PASSAGE TO READ:
'''

Paul Button's profile

Items of Interest

Infographic
Illustrator
Every day we use social media to share with the world everything from the inane to our innermost thoughts. But could this digital footprint be misinterpreted as something more sinister? Can the use of 'trigger' keywords accurately reflect the context and nuances behind what we say?

This project explores the concept by filtering a random selection of twitter data using a list of keywords released by the Department of Homeland Security. We examine the most common trigger words and how the innocuous things said online could be flagged as suspicious content many times over. The same technology can then be used to track down to geographic locations, linking what we say online to our physical reality.

What have you shared online that could make you an Item of Interest?
This was a conceptual piece of work originally created for the Signal Noise Private-i exhibition as part of London Design Festival. I used a Node script to harvest two million English language tweets into a database which I then cross-referenced with a list of 377 keywords that had been released by the Department of Homeland Security through a Freedom of Information request. 
The totals for each keyword were collated and visualised in their respective categories with examples of captured tweets pulled out. Both acronyms and various spellings and grammatical differences were taken into account.
The seven most 'triggered' tweets were displayed with the flagged keywords highlighted, with links drawn back to the main keyword list. This was accompanied by more detailed profile analysis showing the number of tweets I'd captured off that user and how many of them contained keywords. I also visualised each user's twitter statistics to compare their general activity and influence.

'''

PROBLEMS TO SOLVE:
**a)** Answer these questions about the Items of Interest text:
(i) Which agency released the list of keywords?
(ii) How many English-language tweets were harvested into the database?
(iii) How many of the most "triggered" tweets were displayed?
**b)** In the Items of Interest text, rewrite the stretch from "Infographic" through "our physical reality.", swapping in "online platforms" for "social media".
**c)** Pick up the Items of Interest text after its last sentence and keep writing it.

RECORDS SUPPLIED:
'''

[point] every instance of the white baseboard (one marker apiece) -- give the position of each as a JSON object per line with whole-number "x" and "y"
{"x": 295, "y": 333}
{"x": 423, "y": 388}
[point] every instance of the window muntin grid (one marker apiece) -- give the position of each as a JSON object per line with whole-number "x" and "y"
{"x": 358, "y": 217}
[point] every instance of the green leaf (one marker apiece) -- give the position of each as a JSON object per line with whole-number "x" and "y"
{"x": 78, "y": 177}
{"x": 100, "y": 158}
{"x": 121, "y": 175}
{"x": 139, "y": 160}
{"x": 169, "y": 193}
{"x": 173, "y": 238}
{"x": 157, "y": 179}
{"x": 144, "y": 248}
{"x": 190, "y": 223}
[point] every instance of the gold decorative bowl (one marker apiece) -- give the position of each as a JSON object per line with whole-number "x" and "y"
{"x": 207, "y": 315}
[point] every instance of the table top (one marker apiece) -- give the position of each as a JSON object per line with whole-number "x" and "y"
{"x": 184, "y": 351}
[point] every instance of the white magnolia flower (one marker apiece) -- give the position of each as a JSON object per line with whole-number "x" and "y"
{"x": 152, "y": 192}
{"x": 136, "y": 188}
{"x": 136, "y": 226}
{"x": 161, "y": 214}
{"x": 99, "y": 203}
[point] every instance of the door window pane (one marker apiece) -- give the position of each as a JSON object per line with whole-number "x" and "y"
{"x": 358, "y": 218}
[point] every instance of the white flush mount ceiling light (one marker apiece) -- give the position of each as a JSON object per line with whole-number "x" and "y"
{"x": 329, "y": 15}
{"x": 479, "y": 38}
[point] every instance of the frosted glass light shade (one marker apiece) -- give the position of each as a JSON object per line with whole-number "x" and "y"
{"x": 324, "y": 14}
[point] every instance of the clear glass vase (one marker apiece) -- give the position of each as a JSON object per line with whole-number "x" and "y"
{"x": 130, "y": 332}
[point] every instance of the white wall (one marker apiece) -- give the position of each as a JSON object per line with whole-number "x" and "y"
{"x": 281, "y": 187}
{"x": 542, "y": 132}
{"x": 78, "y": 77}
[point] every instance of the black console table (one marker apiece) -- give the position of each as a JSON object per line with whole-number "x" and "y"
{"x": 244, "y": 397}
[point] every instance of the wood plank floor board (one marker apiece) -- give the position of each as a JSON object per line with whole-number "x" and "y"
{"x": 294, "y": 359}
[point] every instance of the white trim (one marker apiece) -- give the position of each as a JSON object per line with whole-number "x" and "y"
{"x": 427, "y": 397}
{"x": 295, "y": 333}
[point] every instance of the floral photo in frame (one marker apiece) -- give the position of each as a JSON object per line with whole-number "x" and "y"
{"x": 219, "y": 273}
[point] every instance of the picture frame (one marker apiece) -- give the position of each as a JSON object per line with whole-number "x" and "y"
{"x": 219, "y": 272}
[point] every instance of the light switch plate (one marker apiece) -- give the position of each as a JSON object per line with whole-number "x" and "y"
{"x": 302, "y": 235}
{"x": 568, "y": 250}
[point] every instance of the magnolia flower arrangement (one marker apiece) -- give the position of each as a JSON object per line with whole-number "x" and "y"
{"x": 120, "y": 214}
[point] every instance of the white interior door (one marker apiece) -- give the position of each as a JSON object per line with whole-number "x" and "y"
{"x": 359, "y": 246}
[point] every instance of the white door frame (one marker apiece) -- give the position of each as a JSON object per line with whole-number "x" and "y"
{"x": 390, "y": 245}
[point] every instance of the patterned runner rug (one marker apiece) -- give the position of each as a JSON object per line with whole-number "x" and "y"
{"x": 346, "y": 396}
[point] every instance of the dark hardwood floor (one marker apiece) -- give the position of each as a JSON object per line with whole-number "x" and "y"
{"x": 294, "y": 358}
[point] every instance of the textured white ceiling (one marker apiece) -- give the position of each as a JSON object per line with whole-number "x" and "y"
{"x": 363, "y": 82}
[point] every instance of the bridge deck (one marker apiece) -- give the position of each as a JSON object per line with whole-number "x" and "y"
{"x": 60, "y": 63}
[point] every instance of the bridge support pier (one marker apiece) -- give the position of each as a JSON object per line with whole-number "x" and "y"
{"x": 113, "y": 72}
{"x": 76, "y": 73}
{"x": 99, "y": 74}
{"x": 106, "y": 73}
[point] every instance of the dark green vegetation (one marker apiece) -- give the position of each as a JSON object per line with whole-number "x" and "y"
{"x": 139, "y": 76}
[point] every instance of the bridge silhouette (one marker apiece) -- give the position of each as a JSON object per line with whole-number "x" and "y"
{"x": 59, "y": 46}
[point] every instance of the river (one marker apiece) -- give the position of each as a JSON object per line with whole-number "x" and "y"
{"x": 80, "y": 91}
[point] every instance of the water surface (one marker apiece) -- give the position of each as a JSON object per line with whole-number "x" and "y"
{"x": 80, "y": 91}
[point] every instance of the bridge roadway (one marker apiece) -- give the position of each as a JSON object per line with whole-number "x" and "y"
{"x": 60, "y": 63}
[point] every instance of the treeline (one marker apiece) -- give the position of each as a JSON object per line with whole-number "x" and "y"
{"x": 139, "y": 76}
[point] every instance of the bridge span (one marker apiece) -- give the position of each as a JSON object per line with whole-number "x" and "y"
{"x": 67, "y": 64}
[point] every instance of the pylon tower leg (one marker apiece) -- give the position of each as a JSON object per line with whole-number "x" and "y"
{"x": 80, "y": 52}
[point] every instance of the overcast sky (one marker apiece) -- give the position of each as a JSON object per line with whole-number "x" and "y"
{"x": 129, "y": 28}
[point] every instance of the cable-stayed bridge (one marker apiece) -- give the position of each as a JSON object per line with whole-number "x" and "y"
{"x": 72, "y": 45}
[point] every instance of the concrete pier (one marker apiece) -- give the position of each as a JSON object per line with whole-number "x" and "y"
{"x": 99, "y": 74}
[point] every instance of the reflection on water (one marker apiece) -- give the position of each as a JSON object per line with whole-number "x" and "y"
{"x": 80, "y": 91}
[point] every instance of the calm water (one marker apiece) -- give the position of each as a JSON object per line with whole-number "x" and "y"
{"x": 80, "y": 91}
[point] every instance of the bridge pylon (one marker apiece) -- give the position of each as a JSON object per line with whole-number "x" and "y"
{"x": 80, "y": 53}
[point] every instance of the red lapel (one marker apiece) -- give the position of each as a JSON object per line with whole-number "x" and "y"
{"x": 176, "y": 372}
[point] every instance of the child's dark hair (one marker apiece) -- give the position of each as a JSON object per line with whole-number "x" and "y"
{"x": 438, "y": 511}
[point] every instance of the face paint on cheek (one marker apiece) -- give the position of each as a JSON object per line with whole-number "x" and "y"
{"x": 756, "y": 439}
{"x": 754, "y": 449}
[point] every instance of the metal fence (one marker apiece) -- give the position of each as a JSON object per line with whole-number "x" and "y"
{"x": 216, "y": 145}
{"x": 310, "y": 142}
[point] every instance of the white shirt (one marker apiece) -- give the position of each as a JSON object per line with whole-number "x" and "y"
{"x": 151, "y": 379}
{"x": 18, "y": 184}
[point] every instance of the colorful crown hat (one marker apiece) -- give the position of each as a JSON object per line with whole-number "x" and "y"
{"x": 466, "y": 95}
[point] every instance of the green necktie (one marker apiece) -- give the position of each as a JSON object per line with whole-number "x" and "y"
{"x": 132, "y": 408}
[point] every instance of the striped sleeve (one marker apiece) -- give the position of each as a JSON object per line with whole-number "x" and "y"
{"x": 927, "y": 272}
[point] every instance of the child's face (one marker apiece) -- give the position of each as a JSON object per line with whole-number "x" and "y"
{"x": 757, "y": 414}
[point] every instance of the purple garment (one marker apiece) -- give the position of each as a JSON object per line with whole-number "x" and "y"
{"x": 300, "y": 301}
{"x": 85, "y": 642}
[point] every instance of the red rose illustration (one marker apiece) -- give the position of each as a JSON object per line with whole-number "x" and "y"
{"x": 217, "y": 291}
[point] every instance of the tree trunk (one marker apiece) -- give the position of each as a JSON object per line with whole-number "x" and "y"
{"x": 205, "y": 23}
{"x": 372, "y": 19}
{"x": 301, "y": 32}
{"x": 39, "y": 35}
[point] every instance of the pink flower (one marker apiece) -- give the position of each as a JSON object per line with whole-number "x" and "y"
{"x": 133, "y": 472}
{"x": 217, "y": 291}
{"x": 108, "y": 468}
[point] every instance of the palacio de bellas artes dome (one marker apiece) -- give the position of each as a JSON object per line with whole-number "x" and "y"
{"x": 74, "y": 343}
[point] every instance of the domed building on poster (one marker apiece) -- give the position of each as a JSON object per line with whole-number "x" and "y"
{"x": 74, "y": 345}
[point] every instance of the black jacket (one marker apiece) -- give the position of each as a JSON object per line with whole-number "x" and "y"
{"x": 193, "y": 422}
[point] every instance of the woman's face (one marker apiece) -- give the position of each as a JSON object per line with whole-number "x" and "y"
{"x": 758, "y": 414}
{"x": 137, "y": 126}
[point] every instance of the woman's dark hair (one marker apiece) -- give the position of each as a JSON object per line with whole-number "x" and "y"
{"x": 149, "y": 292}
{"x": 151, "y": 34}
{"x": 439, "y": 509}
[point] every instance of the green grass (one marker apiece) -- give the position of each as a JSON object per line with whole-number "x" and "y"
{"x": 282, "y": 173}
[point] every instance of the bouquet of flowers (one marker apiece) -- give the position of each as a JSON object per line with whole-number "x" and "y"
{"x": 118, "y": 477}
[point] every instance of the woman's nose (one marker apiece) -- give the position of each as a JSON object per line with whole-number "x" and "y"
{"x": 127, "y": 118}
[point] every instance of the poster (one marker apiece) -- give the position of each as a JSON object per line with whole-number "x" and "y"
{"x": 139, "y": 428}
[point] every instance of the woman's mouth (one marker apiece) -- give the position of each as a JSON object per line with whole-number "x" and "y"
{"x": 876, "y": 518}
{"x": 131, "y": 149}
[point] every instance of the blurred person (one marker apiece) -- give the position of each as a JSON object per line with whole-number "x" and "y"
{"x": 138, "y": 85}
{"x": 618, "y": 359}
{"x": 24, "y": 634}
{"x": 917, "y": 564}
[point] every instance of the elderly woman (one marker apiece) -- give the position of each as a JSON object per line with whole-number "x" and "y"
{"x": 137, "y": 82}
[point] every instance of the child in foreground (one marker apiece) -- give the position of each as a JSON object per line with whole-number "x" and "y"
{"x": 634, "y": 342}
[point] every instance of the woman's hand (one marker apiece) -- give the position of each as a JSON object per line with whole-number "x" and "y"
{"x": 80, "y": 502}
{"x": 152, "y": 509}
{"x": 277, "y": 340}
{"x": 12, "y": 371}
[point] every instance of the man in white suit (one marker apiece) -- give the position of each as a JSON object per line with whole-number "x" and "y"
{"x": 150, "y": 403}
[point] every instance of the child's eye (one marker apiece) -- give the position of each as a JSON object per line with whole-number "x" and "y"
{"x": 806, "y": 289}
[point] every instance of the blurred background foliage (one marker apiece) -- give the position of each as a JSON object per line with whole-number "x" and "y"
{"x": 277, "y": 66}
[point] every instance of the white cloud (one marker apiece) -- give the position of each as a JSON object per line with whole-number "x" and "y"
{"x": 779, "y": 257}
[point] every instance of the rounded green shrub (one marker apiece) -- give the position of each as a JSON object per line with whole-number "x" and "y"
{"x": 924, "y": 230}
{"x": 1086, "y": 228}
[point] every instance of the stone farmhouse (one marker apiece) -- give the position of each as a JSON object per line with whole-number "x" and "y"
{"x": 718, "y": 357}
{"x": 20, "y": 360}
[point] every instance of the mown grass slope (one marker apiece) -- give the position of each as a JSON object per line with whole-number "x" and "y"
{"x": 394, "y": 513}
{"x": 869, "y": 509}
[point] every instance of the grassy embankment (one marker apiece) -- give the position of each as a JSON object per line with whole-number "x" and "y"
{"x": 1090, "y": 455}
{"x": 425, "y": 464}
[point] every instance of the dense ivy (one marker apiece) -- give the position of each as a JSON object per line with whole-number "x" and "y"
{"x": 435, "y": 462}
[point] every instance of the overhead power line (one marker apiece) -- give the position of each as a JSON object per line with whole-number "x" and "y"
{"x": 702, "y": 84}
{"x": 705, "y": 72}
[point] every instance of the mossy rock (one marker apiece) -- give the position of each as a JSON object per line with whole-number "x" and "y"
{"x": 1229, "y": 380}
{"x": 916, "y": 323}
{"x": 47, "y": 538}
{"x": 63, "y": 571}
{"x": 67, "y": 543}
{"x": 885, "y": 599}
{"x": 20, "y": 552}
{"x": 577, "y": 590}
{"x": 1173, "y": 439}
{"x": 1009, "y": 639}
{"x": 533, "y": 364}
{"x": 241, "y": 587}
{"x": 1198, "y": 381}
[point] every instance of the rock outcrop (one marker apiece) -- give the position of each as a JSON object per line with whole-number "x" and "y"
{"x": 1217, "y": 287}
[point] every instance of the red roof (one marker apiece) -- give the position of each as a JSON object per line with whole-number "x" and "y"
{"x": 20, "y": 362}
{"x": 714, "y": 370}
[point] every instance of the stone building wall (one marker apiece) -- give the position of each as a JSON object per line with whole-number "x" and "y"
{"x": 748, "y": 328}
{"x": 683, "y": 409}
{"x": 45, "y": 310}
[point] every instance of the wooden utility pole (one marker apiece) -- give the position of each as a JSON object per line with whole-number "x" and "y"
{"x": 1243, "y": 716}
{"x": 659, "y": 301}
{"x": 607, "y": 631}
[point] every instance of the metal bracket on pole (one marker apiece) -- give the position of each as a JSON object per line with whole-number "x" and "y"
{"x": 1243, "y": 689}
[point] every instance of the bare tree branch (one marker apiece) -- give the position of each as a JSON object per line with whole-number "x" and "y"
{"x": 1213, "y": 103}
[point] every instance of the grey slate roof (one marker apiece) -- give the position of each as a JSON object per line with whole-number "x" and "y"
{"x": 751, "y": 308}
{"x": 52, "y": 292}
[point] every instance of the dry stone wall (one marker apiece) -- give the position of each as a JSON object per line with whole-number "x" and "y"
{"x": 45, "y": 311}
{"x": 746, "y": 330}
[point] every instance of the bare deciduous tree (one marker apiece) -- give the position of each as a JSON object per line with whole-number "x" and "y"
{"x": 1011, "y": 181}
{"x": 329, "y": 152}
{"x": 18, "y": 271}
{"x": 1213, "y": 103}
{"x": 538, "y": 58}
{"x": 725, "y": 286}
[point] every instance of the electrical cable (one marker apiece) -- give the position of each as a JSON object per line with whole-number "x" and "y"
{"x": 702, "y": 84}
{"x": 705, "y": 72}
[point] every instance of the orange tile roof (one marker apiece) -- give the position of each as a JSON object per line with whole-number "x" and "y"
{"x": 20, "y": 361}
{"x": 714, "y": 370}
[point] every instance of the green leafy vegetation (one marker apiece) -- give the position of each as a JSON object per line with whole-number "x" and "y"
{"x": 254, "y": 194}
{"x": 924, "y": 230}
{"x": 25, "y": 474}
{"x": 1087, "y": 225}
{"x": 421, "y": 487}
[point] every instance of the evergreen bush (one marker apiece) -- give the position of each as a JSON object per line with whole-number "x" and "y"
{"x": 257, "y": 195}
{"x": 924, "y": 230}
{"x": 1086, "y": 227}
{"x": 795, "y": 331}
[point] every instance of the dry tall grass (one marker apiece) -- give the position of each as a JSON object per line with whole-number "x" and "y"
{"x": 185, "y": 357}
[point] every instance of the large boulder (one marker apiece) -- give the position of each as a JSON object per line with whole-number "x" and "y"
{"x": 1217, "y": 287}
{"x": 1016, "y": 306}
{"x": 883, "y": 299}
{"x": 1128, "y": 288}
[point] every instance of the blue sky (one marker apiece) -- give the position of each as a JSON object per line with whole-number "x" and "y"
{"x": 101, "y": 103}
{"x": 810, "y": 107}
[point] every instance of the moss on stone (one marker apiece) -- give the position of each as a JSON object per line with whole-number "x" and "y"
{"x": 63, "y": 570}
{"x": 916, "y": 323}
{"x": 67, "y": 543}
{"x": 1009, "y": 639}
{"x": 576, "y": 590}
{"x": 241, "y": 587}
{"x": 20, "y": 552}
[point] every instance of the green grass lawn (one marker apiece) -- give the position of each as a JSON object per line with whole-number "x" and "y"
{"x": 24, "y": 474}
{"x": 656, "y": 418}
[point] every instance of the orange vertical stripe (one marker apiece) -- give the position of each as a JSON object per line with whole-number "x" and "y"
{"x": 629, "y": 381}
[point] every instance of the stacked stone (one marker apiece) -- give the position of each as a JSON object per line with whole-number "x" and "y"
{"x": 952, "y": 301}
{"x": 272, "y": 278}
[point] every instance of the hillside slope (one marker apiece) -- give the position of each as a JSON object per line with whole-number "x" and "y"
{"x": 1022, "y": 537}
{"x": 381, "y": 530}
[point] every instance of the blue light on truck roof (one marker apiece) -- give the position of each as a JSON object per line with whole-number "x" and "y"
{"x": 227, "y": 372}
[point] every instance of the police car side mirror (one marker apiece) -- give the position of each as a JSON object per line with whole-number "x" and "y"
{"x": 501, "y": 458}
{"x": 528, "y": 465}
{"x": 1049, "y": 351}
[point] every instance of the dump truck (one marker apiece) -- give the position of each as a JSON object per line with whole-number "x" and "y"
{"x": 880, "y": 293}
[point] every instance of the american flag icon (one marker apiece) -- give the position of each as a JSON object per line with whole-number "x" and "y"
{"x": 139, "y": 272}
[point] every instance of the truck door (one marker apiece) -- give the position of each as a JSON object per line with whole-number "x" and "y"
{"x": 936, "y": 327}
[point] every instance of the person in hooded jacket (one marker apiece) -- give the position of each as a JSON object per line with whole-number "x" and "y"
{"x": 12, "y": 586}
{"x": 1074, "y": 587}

'''

SOLVED PROBLEMS:
**a)**
(i) The Department of Homeland Security
(ii) Two million
(iii) Seven

**b)**
Infographic
Illustrator
Every day we use online platforms to share with the world everything from the inane to our innermost thoughts. But could this digital footprint be misinterpreted as something more sinister? Can the use of 'trigger' keywords accurately reflect the context and nuances behind what we say?

This project explores the concept by filtering a random selection of twitter data using a list of keywords released by the Department of Homeland Security. We examine the most common trigger words and how the innocuous things said online could be flagged as suspicious content many times over. The same technology can then be used to track down to geographic locations, linking what we say online to our physical reality.

**c)**
Each of the top users were then plotted on a map along with all the geographic data I'd scraped from the captured tweets showing overall volume and number of flagged tweets. Example tweets were displayed attached to their location and the highest and lowest 'triggered' locations were pulled out with further analysis.
The final piece was printed at double A0 and mounted and suspended in a box frame. It was always designed to be large so I wanted to pack as much detail in as possible as a nod to the massive amounts of data we produce each day. The piece is designed to be read from top to bottom, the keys along the left-hand side guiding the reader down deeper and deeper as more information is extracted from the raw data.

I wanted to keep very strict with colour, going for a serious, high contrast look with a punchy overprint-style yellow. Featured words and phrases with block highlighted as though selected with a computer terminal, and usernames and other personal details censored with block strikethroughs.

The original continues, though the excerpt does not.